Comprender hondamente, poseer hondamente.
¿Hay acaso lugar para esto en la vida?
(Hofmannsthal)
La una
de la madrugada parece ser una buena hora para poner orden en las ideas. Lo más
reciente, hace unos minutos, una película de Buñuel, Nazarín, un poco más allá la renta básica en el libro de Cive Pérez,
y durante la tarde un texto de Rousseau, las Ensoñaciones del paseante solitario.
De entrada
me sorprendió la primera parte de este conocido texto de Rousseau, un hombre
notable de su tiempo que comienza su escrito describiendo el sentimiento de
desazón de quien ha sido proscrito por el mundo y, malhumorado, se recluye en
la soledad de sus paseos, que se lamenta largamente de esos hombres que con el
refinamiento de su odio –aquí Rousseau parece querer expresar que tiene a toda
la humanidad en su contra– le obligan a un ostracismo voluntario desde el que
va a embarcarse en una especie de diario íntimo pero como dirigido urbi et orbi a todos sus conciudadanos.
※
[Consigna A]
Recopila todas las líneas de los registros en las que aparezca la palabra "blue".
[Consigna B]
Prosigue el fragmento sobre las Ensoñaciones del paseante solitario de Rousseau a partir de su última oración.

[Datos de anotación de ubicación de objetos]
※
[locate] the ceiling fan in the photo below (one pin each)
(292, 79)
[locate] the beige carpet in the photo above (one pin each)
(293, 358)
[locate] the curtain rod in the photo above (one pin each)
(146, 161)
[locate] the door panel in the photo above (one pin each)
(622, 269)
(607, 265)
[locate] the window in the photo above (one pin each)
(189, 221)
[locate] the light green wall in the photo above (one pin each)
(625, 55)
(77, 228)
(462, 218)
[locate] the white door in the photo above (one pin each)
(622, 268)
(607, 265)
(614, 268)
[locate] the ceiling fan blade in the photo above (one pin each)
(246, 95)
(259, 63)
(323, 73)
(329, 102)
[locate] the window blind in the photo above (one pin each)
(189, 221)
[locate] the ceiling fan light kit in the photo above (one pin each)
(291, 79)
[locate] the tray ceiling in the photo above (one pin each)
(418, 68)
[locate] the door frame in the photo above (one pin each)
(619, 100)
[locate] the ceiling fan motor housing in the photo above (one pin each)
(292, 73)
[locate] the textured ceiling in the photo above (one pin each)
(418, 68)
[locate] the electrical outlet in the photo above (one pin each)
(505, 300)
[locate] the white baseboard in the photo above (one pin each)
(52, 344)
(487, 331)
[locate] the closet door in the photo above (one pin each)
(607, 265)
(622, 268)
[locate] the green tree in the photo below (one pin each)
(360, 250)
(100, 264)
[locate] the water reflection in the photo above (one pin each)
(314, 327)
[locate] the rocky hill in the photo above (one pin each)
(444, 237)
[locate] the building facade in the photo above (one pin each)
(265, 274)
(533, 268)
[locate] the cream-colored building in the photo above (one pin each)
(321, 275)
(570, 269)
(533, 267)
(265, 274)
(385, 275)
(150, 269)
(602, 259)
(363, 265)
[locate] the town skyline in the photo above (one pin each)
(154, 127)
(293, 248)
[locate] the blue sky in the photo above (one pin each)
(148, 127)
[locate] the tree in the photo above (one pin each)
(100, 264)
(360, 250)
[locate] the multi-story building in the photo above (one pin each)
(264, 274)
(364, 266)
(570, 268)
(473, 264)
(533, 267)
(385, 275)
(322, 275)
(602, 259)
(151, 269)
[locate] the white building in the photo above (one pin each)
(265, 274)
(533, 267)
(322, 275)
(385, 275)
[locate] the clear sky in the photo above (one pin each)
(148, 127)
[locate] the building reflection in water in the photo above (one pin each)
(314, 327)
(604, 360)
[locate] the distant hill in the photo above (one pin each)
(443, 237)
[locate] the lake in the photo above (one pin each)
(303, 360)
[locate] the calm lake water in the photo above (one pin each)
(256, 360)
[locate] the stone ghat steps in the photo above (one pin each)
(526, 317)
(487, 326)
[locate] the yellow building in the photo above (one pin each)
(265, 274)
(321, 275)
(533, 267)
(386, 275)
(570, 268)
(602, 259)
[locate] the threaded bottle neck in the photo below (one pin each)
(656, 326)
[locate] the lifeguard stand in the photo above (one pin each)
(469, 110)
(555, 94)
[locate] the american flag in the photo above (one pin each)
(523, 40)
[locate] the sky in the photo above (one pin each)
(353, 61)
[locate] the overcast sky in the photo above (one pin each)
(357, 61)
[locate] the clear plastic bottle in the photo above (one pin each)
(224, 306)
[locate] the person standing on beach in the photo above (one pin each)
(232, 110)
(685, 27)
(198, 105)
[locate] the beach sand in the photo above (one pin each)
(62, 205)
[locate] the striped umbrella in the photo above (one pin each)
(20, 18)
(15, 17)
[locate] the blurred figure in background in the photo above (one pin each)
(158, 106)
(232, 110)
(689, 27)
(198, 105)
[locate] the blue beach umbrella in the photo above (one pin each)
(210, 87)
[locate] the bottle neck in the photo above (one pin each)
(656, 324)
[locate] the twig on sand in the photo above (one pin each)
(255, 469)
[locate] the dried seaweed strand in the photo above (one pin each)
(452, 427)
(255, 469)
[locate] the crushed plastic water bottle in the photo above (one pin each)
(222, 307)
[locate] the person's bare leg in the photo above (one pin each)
※
[Respuesta escrita A]
[locate] the blue sky in the photo above (one pin each)
[locate] the blue beach umbrella in the photo above (one pin each)

[Respuesta escrita B]
Es decir un texto, a lo que llevo leído, con apariencia de reflexión para su
propio coleto que lo que encierra es una agria repulsa contra todos los hombres
a los que pretende abofetear con sus “ensoñaciones”. Rousseau no se molesta en
usar el artículo indefinido o algún adjetivo que matice ese “todos”. Está desesperadito
y su ánimo le impele, a modo de despecho, un alejamiento radical de esa
sociedad que tan mal se ha portado con él. Pero en este punto le asalta un
interrogante esencial; escribe: “Pero yo, desligado de ellos y de todo, ¿qué
soy yo mismo?”
Su
primer paseo es un lamento interminable que recuerda lejanamente el
enfurruñamiento de un niño que ante algún incidente de juego con un amigo,
exclama: “ahora no juego contigo”.
Acostumbrados
como estamos a ver personajes célebres como rodeados por el aura de su
autoridad, su sabiduría o la pátina que los siglos dejan sobre aquellos que
hicieron contribuciones importantes a la humanidad, y frente a los cuáles podemos sentirnos como
pobres diablos usufructuarios de su saber, resulta simpático encontrarse de
repente en uno de ellos, de sus más notables, con esas debilidades humanas que
parece que sólo fueran atribuibles a la gente de a pie.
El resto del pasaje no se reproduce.